Items stored from a collection
— Start —

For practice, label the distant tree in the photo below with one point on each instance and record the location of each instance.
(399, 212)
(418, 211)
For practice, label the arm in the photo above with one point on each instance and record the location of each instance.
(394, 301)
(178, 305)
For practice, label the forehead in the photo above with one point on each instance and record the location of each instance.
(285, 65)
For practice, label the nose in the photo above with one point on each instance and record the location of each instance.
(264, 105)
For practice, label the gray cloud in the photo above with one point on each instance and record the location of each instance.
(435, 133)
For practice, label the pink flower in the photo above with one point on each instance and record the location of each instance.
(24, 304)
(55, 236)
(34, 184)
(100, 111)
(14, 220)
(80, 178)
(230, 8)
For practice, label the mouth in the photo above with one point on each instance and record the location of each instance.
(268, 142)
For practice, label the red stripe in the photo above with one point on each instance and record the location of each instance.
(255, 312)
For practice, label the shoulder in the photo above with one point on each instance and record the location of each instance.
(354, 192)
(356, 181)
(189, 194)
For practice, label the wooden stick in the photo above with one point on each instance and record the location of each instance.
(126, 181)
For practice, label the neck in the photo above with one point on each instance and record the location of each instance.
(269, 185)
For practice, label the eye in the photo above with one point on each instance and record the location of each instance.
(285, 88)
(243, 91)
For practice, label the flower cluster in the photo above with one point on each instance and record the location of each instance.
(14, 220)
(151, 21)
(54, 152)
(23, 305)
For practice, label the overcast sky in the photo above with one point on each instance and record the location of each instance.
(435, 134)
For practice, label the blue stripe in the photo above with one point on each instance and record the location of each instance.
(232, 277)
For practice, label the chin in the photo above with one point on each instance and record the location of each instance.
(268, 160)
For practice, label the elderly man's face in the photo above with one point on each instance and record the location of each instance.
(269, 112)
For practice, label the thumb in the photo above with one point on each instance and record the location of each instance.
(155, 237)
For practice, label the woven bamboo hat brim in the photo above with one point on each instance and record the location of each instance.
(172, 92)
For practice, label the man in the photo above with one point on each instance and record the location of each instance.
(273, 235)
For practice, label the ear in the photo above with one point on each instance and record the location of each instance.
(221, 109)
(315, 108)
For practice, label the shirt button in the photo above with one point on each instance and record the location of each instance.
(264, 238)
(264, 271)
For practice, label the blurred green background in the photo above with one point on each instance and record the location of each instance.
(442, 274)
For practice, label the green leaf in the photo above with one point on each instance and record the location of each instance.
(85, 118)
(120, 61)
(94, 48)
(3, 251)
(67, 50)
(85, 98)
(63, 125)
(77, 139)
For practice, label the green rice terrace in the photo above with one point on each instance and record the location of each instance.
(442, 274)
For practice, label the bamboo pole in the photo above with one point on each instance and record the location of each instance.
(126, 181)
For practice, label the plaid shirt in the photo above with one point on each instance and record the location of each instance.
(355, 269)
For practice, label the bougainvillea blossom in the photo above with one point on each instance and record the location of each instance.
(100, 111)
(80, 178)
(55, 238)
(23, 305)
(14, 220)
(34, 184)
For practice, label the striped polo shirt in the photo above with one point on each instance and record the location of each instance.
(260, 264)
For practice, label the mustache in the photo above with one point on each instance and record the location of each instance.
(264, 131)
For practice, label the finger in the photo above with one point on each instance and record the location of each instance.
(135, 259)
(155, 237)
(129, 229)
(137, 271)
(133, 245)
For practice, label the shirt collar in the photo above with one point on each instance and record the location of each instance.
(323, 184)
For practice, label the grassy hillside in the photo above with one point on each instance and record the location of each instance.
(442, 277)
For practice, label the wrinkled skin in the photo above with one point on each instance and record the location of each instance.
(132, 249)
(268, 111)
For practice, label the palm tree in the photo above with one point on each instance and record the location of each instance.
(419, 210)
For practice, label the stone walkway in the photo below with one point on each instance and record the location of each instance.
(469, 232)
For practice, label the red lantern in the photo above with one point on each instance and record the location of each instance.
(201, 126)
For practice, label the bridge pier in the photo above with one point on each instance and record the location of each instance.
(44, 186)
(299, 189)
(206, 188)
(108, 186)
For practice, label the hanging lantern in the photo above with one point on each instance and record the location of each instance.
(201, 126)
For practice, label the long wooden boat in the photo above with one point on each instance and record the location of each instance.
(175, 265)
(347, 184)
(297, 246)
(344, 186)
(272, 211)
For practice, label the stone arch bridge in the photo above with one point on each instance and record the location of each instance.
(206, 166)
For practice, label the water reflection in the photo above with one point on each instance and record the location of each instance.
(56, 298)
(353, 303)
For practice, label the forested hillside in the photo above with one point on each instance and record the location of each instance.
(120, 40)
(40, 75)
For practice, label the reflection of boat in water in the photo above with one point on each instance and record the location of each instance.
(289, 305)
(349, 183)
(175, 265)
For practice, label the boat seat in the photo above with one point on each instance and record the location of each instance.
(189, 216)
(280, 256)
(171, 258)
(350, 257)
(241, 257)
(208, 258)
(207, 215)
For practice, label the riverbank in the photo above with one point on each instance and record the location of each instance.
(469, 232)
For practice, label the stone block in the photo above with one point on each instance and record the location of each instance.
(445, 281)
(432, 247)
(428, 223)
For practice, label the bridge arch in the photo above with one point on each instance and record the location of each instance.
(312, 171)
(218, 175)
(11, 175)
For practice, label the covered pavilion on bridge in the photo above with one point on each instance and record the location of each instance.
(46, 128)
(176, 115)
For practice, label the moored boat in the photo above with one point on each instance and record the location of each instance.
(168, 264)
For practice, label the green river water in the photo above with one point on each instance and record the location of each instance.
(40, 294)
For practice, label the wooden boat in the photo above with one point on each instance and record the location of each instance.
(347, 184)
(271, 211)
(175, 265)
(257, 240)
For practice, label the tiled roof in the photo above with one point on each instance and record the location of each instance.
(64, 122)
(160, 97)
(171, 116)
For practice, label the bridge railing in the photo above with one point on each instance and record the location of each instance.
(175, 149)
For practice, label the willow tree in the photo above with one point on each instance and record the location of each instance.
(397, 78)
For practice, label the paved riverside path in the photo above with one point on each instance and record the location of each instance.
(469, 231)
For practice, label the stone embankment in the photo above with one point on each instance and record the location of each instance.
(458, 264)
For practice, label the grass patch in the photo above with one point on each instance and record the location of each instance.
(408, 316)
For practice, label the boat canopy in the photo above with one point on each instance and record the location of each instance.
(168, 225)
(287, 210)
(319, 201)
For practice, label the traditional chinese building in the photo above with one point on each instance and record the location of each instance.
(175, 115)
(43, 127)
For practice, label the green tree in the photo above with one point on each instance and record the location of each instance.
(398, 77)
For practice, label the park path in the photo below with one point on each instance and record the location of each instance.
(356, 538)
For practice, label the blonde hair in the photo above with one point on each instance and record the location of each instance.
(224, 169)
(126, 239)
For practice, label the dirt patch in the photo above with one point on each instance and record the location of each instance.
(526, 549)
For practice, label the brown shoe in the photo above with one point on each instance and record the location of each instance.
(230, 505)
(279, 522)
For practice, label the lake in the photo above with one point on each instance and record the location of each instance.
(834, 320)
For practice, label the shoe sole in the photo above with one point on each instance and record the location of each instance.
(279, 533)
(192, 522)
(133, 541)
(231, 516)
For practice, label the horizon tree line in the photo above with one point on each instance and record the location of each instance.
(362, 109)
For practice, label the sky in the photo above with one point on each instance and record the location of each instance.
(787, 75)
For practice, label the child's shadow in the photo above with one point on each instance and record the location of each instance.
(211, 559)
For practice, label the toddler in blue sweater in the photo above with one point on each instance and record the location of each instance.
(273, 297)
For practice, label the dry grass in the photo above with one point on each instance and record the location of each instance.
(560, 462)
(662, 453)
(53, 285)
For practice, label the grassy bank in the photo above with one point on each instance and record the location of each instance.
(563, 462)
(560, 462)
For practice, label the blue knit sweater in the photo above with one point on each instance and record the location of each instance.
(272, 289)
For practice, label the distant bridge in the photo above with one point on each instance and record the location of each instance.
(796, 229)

— End —

--- To do ---
Copy out the part that opens with the line containing "For practice, label the shoe" and runs through the last of the items, every line included. Add -99 to each coordinate in the answers.

--- Full response ---
For practice, label the shoe sole in the photo above with one point on each instance and record the location of each instance.
(180, 434)
(93, 423)
(34, 442)
(132, 417)
For practice, label the horizon tree line in the photo above with one point on each instance and record the location of each instance.
(263, 10)
For practice, label the sky in the photo above with one point on each instance and record the location of each instance.
(688, -24)
For practice, label the child's shadow in the photo above with one point on each instance and record the location of each instance.
(112, 460)
For practice, label the toddler in blue sweater in the photo above with one point on each instance and record the location of each instance.
(174, 198)
For practice, label the dry grass in the photo above with one point on each instance and record the location of each instance.
(461, 363)
(563, 354)
(-46, 186)
For practice, label the grassy bank in the photo above with one point on each instance and record the location of each instance.
(464, 363)
(461, 363)
For practice, label the blue knit sweater in the photo above with one point on each instance and record the location of each instance.
(173, 190)
For practice, label the distant bridge in the photo above with one point on each instance and record the location of each instance.
(697, 130)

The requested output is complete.